== WHAT YOU HAVE TO DO ==
Skip the images and repeat every entry word for word.

== DATA RECORDS ==
==================================================

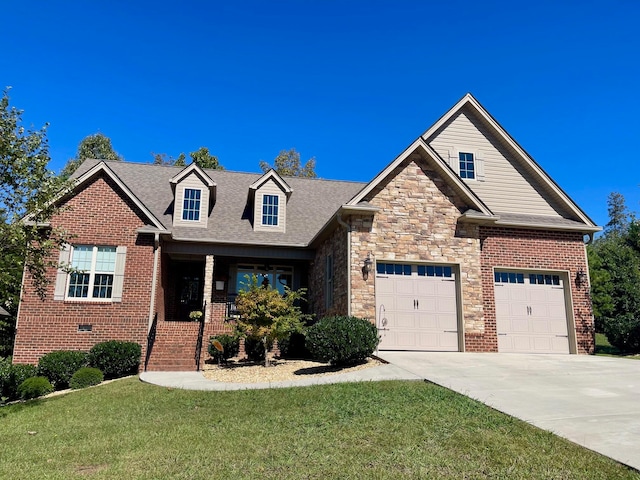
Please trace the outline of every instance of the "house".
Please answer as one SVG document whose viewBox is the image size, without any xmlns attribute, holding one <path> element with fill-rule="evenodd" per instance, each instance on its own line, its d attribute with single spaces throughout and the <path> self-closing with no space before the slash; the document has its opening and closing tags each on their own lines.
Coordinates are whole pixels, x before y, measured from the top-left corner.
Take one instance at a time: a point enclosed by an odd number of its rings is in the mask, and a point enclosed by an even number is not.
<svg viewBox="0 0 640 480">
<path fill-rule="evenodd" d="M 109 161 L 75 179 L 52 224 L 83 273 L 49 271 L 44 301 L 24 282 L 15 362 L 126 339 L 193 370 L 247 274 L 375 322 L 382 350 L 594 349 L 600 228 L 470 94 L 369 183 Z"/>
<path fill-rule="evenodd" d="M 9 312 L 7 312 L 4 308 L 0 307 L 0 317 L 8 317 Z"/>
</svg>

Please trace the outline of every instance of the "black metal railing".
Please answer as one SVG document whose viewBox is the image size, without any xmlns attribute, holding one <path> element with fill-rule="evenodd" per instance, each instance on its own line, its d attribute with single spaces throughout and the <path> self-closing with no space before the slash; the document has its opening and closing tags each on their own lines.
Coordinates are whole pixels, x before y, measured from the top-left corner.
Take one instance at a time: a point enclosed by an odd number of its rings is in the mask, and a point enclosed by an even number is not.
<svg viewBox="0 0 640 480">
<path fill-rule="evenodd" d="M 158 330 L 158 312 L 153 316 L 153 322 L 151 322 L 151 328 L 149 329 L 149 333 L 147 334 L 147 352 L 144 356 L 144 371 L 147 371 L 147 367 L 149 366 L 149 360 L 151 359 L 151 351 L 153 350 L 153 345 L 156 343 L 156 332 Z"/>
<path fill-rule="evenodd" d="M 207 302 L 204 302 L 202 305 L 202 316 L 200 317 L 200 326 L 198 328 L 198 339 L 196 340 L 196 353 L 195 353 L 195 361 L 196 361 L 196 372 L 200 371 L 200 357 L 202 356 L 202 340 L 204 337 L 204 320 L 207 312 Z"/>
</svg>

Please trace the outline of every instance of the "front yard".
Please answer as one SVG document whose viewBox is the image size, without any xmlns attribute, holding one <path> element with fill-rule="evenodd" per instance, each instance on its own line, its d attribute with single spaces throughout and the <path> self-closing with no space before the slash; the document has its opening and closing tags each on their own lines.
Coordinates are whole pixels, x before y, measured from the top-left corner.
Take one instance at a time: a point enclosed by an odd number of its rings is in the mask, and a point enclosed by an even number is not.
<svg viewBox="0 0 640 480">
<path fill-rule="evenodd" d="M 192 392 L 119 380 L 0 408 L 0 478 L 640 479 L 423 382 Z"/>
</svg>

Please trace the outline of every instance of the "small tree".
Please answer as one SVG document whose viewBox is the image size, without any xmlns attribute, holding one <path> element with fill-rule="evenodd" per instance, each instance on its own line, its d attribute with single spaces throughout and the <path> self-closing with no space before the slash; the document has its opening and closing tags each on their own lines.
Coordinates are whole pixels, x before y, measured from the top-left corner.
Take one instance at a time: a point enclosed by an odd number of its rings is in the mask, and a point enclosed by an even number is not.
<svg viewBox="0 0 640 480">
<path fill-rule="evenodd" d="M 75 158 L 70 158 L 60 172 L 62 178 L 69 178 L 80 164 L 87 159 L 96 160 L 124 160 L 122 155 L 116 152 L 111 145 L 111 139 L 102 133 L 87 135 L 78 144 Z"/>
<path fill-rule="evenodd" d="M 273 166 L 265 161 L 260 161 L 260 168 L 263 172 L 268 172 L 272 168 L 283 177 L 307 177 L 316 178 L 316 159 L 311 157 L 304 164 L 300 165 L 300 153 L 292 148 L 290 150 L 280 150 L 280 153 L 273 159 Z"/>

==================================================

== SOLUTION FOR THIS TASK ==
Please trace the outline of every instance of the "house".
Please answer as one SVG document whose viewBox is the image size, without any xmlns attribute, holding one <path> element with fill-rule="evenodd" per instance, each instance on its own line, its d attribute with single spaces throughout and the <path> self-closing with no space before the slash; the document has its opening and closing tags each on their own lines.
Coordinates are whole pixels, x before y, measured from the top-left corner.
Take one instance at a time: a point enclosed by an odd number of its rings is in the mask, and a point enclosed by an even number is not.
<svg viewBox="0 0 640 480">
<path fill-rule="evenodd" d="M 109 161 L 75 179 L 52 224 L 83 273 L 49 271 L 44 301 L 24 282 L 15 362 L 126 339 L 193 370 L 247 274 L 375 322 L 382 350 L 594 349 L 600 228 L 470 94 L 369 183 Z"/>
<path fill-rule="evenodd" d="M 9 312 L 7 312 L 4 308 L 0 307 L 0 317 L 8 317 Z"/>
</svg>

Please trace the outline of every instance of the "black metal railing".
Please answer as one SVG document whose viewBox is the image size, without any xmlns attribute, holding one <path> element with fill-rule="evenodd" per instance, each instance on its own line, its d attribute with single spaces throughout and the <path> self-closing with no space before the slash; the document has its opening and closing tags each on their own lines.
Coordinates are whole pixels, x before y, measured from the top-left corner.
Take one instance at a time: a point enclosed by an odd number of its rings is in the mask, and a point enclosed by an even number is not.
<svg viewBox="0 0 640 480">
<path fill-rule="evenodd" d="M 158 330 L 158 312 L 153 316 L 153 322 L 151 322 L 151 328 L 149 329 L 149 333 L 147 334 L 147 352 L 144 356 L 144 371 L 147 371 L 147 367 L 149 366 L 149 360 L 151 359 L 151 351 L 153 350 L 153 345 L 156 343 L 156 332 Z"/>
<path fill-rule="evenodd" d="M 207 302 L 204 302 L 202 305 L 202 316 L 200 317 L 200 326 L 198 328 L 198 339 L 196 340 L 196 353 L 195 353 L 195 361 L 196 361 L 196 372 L 200 371 L 200 357 L 202 356 L 202 340 L 204 337 L 204 320 L 207 312 Z"/>
</svg>

Please trace the outline of every instance of the "front yard".
Please answer as one SVG document whose viewBox is the image size, without any xmlns attribute, holding one <path> element with fill-rule="evenodd" per instance, each instance on its own line, its d attribute with single spaces throughout and the <path> self-closing with no space before the slash; the document has its opening and closing tags each on their own lines.
Coordinates are whole pixels, x before y, measured from the top-left corner.
Take one instance at a time: a point enclosed by an odd number of its rings is in the mask, and a point enclosed by an even number is not.
<svg viewBox="0 0 640 480">
<path fill-rule="evenodd" d="M 192 392 L 119 380 L 0 408 L 0 478 L 640 479 L 423 382 Z"/>
</svg>

Please trace the outline of every instance of the "small tree".
Please answer as one SVG document whose viewBox is the image size, without any xmlns attribute, holding one <path> element with fill-rule="evenodd" per instance, each instance on its own line, its d attribute with single spaces throughout and the <path> self-closing with no space before the slash; the document has its opening and closing tags each on their own lines.
Coordinates are whole pixels, x before y, measured from the top-left corner.
Take one instance at a time: a point enclosed by an odd number of its rings is in the mask, and a point enclosed by an even number is not.
<svg viewBox="0 0 640 480">
<path fill-rule="evenodd" d="M 75 158 L 70 158 L 60 172 L 62 178 L 69 178 L 80 164 L 87 159 L 96 160 L 124 160 L 122 155 L 116 152 L 111 145 L 111 139 L 102 133 L 87 135 L 78 144 Z"/>
<path fill-rule="evenodd" d="M 273 166 L 265 161 L 260 161 L 260 168 L 263 172 L 268 172 L 272 168 L 283 177 L 307 177 L 316 178 L 316 159 L 311 157 L 304 164 L 300 165 L 300 153 L 292 148 L 290 150 L 280 150 L 280 153 L 273 159 Z"/>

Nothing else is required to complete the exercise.